# Starting problems.....



## gtoearl (Dec 21, 2009)

OK everyone.....you were helpful to get me on the right tract for my speedo issue, now here is an issue I'm sure some of you have encountered. My 66gto has a newly re-built 389 and I'm continually having starting issues. I first thought it might be the common"Hot Start" problem that many GTO's have. When it occurs it usually happens after I have driven it a bit and try to re-start it after a short break. The solenoid doesn't even make a sound and the amp gauge pings over to about -30 amps when turning the key. I replaced the starter with a high torque type and it still happens. Now it is happening even when the engine is cold.....the first start up. If I put a battery charger on the battery it seems to help most of the time...but not always.....Oh ya, I replaced the battery too and the negative ground cable. I thought I would try a remote solenoid, but it doesn't seem to be a "Hot Start" issue..... I'm thinking it might be either a bad ground somewhere....maybe put a ground strap directly from one of the starter bolts to the body of the car ...or maybe the neutral safety switch is grounding out or soomething............any ideas?


----------



## GTO JUDGE (May 14, 2005)

Do you have points or Electronic Ignition? If you have points, what kind of shape are they in they opening and closing ok?


----------



## Rukee (Feb 8, 2007)

I`d check for voltage at that purple wire going to the starter when this happens. If you do have voltage, then maybe dissconnect it from the starter and test for the same condition you have with the volt gauge inside the car. If so, then you have some short inside the car, if not, then try to jump the starter under the car by shorting out the battery post to the purple wire post to see if the car starts.


----------



## Too Many Projects (Nov 15, 2008)

Whatever is going on is progressing, which is good. Once it quits completely, it is more easily found. 
I would start by eliminating the amp gauge first, as it can be the problem and usually carries the power thru it for the entire car. If that doesn't help I would use a test light at the start terminal on the solenoid, which should be the purple wire. Have someone turn the key and see if power is even getting to the solenoid. IF NOT, I would suspect the ignition switch itself may be shorting internally or a wire in the stream is grounding out. If the light comes on, it gets a little harder. Remove the wire from the terminal and place a volt meter between to measure how much voltage is getting there. If less than 10, it is grounding some where. If it is still the original harness, I would pull the wires out of the metal sleeve between the block and manifold first, as they will get brittle there and crack. It could be the purple wire is only holding on by a few strands.
Hope all this makes sense and helps....

Well, I see me and Rukee were on the same page at the same time......:lol:


----------



## geeteeohguy (Feb 2, 2008)

Good advice above, but I doubt it's the amp guage. These gauges don't run the full amperage like the old Mopars do that burnt up wiring and dashes. It sounds to me like a HIGH RESISTANCE problem in the "purple wire" part of the equation. If a remote starter hooked up to bypass the ign switch part of the system cranks the engine over, It is indeed that circuit. This is usually what the problem is with these cars: high resistance in the primary circuit from ign switch to the solenoid. Check the bulkhead connector at the firewall for corrosion, and remember to disconnect the battery from the car when using an ohmmeter. Good luck. All due respect, but the type of distributor it has has nothing to do with the cranking over of the engine. It doesn't even need a distributor in place to crank over.

## [WRITTEN TASKS]
• A. Print, word for word, the portion of the thread on GTO starting problems starting with "Good advice above, but" and going on through "to crank over.".
• B. Carry the thread on GTO starting problems forward from the point where it stops.
The rows that come next are taken from a separate source.

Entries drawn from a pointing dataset
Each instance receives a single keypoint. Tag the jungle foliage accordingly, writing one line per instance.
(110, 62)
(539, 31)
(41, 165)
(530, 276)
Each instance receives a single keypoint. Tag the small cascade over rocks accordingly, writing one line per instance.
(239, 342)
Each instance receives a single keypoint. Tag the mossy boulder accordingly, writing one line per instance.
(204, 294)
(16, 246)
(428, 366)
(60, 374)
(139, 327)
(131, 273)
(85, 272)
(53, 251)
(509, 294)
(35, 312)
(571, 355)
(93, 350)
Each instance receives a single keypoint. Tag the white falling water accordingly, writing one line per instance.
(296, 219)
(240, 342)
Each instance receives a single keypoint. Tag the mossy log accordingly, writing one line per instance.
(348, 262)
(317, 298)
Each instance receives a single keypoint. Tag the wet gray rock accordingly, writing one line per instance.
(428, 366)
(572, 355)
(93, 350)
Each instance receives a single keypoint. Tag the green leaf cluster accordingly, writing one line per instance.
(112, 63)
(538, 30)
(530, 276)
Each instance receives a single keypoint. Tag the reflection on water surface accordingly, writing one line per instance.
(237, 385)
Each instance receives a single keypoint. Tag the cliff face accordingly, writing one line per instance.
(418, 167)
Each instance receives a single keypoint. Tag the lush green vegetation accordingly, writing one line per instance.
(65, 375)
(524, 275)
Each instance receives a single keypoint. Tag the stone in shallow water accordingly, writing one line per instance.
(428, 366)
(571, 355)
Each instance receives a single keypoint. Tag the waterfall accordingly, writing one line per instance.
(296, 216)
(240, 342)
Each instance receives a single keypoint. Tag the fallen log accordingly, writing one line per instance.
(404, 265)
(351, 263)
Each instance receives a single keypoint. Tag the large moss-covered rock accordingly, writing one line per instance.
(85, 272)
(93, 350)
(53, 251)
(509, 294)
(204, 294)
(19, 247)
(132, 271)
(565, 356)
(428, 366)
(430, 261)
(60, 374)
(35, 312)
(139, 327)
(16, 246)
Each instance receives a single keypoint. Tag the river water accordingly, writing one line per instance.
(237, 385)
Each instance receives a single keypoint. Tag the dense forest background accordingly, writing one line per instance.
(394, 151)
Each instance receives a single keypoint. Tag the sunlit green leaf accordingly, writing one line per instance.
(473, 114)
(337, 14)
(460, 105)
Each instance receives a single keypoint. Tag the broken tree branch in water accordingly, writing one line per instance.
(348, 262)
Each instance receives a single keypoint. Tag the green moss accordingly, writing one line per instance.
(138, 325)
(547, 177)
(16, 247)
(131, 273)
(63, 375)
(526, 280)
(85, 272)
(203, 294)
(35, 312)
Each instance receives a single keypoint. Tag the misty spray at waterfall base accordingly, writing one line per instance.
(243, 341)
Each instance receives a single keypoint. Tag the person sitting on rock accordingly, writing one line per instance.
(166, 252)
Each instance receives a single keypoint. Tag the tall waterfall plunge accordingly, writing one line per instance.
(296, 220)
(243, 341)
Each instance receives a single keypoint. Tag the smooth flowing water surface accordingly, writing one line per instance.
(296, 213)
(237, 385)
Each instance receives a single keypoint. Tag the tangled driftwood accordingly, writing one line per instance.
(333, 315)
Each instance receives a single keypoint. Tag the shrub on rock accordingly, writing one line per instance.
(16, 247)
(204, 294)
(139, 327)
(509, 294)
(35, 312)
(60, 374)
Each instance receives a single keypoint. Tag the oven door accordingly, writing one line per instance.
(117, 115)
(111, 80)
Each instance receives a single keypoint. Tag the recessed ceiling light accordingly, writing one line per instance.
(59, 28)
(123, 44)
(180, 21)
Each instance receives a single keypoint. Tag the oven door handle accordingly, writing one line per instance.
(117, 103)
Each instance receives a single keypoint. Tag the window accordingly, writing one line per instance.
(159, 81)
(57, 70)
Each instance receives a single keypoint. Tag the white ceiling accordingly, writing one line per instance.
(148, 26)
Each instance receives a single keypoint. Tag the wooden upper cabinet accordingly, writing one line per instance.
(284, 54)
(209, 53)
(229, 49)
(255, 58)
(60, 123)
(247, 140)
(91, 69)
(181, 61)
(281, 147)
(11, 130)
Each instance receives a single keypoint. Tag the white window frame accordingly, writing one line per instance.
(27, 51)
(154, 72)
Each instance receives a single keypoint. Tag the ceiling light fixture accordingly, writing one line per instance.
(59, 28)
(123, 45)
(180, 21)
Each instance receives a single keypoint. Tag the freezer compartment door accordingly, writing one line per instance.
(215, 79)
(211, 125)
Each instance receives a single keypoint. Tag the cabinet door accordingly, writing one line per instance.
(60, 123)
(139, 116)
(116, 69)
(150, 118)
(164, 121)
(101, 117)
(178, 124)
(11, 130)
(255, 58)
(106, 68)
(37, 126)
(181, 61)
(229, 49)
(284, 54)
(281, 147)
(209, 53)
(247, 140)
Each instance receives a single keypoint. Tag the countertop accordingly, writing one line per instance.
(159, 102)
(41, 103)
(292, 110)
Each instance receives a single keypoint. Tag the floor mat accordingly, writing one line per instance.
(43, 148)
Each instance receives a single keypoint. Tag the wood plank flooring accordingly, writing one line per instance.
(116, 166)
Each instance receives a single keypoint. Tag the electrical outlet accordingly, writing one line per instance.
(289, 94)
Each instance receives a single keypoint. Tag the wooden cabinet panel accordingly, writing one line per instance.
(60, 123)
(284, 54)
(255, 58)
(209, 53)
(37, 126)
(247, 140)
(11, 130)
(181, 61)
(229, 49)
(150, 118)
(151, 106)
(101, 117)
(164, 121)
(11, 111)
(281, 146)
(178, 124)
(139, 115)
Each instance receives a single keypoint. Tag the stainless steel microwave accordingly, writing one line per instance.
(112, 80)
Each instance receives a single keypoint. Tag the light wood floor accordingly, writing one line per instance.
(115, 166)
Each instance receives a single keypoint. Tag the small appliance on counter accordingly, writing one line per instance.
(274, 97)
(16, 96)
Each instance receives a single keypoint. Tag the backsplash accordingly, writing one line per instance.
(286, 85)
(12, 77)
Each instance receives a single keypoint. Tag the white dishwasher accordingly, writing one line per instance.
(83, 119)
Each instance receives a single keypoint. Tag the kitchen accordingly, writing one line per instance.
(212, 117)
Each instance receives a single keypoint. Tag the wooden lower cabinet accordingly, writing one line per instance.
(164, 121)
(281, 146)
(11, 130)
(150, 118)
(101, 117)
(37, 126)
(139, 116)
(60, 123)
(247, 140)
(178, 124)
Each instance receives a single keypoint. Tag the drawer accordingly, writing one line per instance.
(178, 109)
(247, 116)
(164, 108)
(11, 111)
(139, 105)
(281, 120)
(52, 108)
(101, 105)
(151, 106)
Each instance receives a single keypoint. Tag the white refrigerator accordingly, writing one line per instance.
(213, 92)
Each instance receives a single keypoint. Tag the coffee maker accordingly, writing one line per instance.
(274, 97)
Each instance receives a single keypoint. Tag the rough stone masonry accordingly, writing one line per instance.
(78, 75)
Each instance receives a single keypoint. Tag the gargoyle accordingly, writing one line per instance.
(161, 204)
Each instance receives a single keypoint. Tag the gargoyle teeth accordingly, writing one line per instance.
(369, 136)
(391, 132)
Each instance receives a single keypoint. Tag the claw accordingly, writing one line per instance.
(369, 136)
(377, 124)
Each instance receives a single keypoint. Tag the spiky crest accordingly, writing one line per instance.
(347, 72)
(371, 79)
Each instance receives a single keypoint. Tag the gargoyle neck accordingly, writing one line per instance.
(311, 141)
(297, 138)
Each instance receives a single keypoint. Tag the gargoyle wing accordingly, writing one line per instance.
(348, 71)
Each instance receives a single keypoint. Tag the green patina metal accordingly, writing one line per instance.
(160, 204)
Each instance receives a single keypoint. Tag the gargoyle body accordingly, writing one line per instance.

## [RESPONSES FOR EACH TASK]
• A.
Good advice above, but I doubt it's the amp guage. These gauges don't run the full amperage like the old Mopars do that burnt up wiring and dashes. It sounds to me like a HIGH RESISTANCE problem in the "purple wire" part of the equation. If a remote starter hooked up to bypass the ign switch part of the system cranks the engine over, It is indeed that circuit. This is usually what the problem is with these cars: high resistance in the primary circuit from ign switch to the solenoid. Check the bulkhead connector at the firewall for corrosion, and remember to disconnect the battery from the car when using an ohmmeter. Good luck. All due respect, but the type of distributor it has has nothing to do with the cranking over of the engine. It doesn't even need a distributor in place to crank over.

• B.
----------



## gtoearl (Dec 21, 2009)

Wow ! You guys have given me much to think about and test........Given your responses I'll give you all a little more details........The shop that put my engine in wanted to give me some added protection from a possible theft....first of all, I have electronic ignition so there's no wire going to the starter for the added voltage...just the ignition switch wire and the battery positive cable.......I understand that with normal point ignition you need the other wire to temporarily boast the voltage from 8 to 10 volts for the solenoid to kick in.........with pointless ignition, that's not an issue.....The other thing is...the theft issue...my buddy that owns the shop had a dead switch button installed.........so..I don't have a purple wire from the harness anymore going to the starter....I have a wire..I think white in color.....coming from the ignition switch to this button that must be depressed while turning the start key...I do understand ALL of your comments and will try to isolate the issue........If I understand this process...I'll first disconnect this button thing that was installed and see if that is the issue....if not ...then see if the car will start by jumping over the ignition directly at the solenoid with a remote starting switch.......


----------



## geeteeohguy (Feb 2, 2008)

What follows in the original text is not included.